======== Records for this exercise ========

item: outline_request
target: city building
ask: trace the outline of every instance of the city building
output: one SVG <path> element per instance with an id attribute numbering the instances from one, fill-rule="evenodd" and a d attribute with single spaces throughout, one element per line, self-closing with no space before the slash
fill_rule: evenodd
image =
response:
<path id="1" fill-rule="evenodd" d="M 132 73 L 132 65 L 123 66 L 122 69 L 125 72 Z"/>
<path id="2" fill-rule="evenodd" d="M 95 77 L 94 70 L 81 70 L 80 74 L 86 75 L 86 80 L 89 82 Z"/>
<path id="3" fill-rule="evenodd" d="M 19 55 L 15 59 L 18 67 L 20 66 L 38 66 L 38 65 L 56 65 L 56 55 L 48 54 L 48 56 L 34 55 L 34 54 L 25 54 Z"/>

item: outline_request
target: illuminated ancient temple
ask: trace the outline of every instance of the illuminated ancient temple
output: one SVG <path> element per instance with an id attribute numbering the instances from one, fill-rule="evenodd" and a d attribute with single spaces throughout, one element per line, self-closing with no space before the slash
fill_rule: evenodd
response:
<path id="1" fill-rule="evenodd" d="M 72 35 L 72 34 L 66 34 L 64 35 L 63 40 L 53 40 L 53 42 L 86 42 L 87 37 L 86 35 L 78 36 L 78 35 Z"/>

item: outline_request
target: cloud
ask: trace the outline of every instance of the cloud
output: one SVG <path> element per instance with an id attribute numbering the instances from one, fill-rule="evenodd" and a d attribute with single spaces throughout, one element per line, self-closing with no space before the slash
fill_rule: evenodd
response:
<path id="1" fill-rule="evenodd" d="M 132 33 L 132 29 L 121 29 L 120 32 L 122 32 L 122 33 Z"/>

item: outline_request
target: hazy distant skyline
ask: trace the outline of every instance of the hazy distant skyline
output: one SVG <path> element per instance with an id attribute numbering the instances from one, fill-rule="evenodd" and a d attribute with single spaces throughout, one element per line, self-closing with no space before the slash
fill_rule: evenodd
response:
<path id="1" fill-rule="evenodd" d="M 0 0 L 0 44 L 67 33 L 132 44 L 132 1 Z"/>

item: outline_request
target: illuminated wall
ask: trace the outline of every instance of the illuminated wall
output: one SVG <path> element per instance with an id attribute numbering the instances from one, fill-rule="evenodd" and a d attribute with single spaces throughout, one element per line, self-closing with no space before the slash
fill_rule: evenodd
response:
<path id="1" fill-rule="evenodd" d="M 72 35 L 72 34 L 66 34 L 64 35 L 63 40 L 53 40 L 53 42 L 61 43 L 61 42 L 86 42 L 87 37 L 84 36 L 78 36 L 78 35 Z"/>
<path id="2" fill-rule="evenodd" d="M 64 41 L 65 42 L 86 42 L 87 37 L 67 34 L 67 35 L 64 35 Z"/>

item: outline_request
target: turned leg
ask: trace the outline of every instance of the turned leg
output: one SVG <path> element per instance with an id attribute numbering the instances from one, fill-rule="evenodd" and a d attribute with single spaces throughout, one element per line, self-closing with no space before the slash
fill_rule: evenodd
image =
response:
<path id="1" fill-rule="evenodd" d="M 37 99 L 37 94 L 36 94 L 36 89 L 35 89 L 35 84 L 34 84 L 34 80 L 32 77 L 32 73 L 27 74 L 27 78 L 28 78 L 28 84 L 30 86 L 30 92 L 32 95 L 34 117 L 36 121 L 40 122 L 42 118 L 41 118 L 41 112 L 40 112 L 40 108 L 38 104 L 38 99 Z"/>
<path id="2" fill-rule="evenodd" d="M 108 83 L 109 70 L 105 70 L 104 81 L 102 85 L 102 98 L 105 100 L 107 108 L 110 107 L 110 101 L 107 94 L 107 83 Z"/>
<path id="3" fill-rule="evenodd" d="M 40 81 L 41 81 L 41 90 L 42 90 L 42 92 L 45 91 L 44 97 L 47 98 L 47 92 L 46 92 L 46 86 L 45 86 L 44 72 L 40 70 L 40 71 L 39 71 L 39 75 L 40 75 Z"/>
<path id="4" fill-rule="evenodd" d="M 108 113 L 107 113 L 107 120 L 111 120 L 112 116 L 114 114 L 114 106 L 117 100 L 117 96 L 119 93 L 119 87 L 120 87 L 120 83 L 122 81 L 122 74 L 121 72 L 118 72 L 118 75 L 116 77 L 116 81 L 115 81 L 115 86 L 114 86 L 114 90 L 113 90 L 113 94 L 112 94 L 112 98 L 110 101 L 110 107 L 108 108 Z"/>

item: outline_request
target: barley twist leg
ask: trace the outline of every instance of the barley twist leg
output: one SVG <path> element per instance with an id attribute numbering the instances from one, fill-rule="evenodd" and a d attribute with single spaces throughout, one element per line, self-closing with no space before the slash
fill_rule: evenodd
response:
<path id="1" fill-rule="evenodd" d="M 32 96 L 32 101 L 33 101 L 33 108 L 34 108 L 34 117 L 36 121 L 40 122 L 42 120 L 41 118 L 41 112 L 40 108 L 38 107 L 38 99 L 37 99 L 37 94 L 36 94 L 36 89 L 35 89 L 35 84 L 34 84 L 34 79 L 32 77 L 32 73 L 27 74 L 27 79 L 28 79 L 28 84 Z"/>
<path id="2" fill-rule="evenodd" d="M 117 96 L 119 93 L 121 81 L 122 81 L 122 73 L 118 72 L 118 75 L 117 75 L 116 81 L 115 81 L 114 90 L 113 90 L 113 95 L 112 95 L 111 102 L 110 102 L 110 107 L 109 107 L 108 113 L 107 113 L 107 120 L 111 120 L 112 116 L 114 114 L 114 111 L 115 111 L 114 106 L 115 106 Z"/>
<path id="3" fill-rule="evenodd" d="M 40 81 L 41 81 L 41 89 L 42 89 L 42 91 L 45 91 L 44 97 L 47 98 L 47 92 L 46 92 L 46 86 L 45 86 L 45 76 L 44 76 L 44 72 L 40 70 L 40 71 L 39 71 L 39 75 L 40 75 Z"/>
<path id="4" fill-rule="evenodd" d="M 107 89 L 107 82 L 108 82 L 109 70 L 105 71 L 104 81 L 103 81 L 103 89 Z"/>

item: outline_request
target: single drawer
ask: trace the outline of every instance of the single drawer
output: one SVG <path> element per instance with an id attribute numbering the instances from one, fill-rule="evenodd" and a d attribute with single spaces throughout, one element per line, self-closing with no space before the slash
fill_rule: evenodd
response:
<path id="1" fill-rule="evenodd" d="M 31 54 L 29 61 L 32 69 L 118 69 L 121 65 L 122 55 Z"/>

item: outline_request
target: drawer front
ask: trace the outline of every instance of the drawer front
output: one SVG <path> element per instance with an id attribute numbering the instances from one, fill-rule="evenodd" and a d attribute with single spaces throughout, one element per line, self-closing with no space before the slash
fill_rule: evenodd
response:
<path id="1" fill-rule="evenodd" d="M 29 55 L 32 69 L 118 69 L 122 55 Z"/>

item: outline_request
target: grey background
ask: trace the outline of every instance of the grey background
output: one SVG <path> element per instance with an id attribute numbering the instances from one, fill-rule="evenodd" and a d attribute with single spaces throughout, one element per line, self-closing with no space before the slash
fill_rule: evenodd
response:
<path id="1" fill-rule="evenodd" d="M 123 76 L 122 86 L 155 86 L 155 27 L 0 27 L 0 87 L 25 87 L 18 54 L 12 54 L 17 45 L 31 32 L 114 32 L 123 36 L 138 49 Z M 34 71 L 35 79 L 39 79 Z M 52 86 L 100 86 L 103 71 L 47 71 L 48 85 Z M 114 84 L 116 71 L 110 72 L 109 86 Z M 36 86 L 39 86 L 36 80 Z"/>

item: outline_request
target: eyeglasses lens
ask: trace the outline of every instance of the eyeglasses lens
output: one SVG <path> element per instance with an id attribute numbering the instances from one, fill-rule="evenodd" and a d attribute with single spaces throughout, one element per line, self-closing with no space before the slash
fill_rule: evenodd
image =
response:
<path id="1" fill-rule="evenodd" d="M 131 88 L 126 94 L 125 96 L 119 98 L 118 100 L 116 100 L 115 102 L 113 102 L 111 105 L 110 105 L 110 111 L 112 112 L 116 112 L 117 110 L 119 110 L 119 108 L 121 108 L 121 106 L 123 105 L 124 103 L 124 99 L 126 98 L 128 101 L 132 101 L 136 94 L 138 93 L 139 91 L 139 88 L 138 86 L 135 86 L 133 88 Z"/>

========

### Exercise directions
Can you turn the stretch from the start of the listing above through the line that contains "L 53 42 L 86" into a Markdown table with a Row column numbering each line and a Line column holding it, skipping blank lines?

### Reply to the exercise
| Row | Line |
|---|---|
| 1 | item: outline_request |
| 2 | target: city building |
| 3 | ask: trace the outline of every instance of the city building |
| 4 | output: one SVG <path> element per instance with an id attribute numbering the instances from one, fill-rule="evenodd" and a d attribute with single spaces throughout, one element per line, self-closing with no space before the slash |
| 5 | fill_rule: evenodd |
| 6 | image = |
| 7 | response: |
| 8 | <path id="1" fill-rule="evenodd" d="M 132 73 L 132 65 L 123 66 L 122 69 L 125 72 Z"/> |
| 9 | <path id="2" fill-rule="evenodd" d="M 95 77 L 94 70 L 81 70 L 80 74 L 86 75 L 86 80 L 89 82 Z"/> |
| 10 | <path id="3" fill-rule="evenodd" d="M 19 55 L 15 59 L 18 67 L 20 66 L 38 66 L 38 65 L 56 65 L 56 55 L 48 54 L 48 56 L 34 55 L 34 54 L 25 54 Z"/> |
| 11 | item: outline_request |
| 12 | target: illuminated ancient temple |
| 13 | ask: trace the outline of every instance of the illuminated ancient temple |
| 14 | output: one SVG <path> element per instance with an id attribute numbering the instances from one, fill-rule="evenodd" and a d attribute with single spaces throughout, one element per line, self-closing with no space before the slash |
| 15 | fill_rule: evenodd |
| 16 | response: |
| 17 | <path id="1" fill-rule="evenodd" d="M 72 35 L 72 34 L 66 34 L 64 35 L 63 40 L 53 40 L 53 42 L 86 42 L 87 37 L 86 35 L 78 36 L 78 35 Z"/> |